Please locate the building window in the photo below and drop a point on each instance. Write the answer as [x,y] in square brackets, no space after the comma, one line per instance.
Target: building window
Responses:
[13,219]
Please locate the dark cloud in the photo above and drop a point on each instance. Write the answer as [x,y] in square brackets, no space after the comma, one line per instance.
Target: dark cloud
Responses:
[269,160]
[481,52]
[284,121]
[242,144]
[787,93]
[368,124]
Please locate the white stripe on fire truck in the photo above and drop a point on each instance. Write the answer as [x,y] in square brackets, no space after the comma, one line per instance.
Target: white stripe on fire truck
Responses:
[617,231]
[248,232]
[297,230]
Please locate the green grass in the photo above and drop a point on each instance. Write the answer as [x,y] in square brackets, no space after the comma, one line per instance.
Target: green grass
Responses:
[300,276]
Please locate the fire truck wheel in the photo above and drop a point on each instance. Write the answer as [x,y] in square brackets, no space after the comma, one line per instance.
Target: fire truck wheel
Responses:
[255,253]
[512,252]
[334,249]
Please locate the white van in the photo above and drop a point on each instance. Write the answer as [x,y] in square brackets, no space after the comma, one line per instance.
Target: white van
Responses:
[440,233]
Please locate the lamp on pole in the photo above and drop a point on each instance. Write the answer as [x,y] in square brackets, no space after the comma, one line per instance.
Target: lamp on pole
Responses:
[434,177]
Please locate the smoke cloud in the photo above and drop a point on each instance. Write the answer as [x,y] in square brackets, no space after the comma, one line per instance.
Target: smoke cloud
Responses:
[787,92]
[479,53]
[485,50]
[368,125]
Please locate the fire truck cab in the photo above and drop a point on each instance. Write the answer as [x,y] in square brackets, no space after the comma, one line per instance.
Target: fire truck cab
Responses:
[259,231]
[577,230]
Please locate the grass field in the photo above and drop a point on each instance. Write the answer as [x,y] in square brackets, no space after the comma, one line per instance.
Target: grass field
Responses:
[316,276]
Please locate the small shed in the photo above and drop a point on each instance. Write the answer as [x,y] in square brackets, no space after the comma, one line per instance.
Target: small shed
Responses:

### [What the exercise asks]
Return the lines above exactly, keeping every word.

### [Result]
Please locate the building window in the photo below and drop a point on each instance. Write the answer as [x,y] in square brackets, no space after the comma, one line per instance.
Target: building window
Responses:
[13,219]
Please locate the dark cloud in the photo above and drop a point on each instance. Write the answer as [x,y] in square brackets, no space after the comma, one line per instance.
Target: dark cloud
Responses:
[269,160]
[481,52]
[284,121]
[242,144]
[787,93]
[368,124]
Please locate the white stripe on fire truck in the photo above and drop a point on each instance. Write the answer as [x,y] in square brackets, no space after the comma, one line per instance.
Target: white stripe on fire truck
Responses:
[617,231]
[248,232]
[297,230]
Please locate the green grass in the photo above and drop a point on each instance. Write the answer as [x,y] in square brackets, no space after the comma, one line per instance.
Target: green grass
Responses:
[300,276]
Please locate the fire truck wheel in the photo above and drop a point on each instance. Write the answer as [x,y] in square brackets, no space after the comma, one line per instance.
Target: fire truck wheel
Responses:
[255,253]
[512,252]
[334,249]
Please locate the white van in the photo above and drop a point on each instance. Write the answer as [x,y] in square brackets, no space after the comma, one line per instance.
Target: white van
Responses:
[440,233]
Please locate the lamp on pole in the photo above and drop a point on each instance. Write the answer as [x,y] in square brackets, no space after the comma, one line per instance.
Target: lamp on pole
Responses:
[434,177]
Please locate the smoke cloud in the photo above and drop a point on each instance. Write the answer as [x,y] in square brackets, no space after the comma, one line per instance.
Target: smoke cloud
Responses:
[787,92]
[479,53]
[485,50]
[368,125]
Please locate the fire truck cab in the photo above and drop a point on each instance. Write the answer as [x,y] in square brackets, no space after the comma, one line per instance.
Target: fire truck cab
Responses:
[259,231]
[577,230]
Please locate the grass field in the photo above and drop a point on each instance. Write the answer as [x,y] in square brackets, no space after the comma, one line per instance.
Target: grass field
Responses:
[316,276]
Please locate the small shed in the photo above and drop a point on each instance. Write the answer as [x,y] in square brackets, no space after the comma, one line per instance.
Target: small shed
Responses:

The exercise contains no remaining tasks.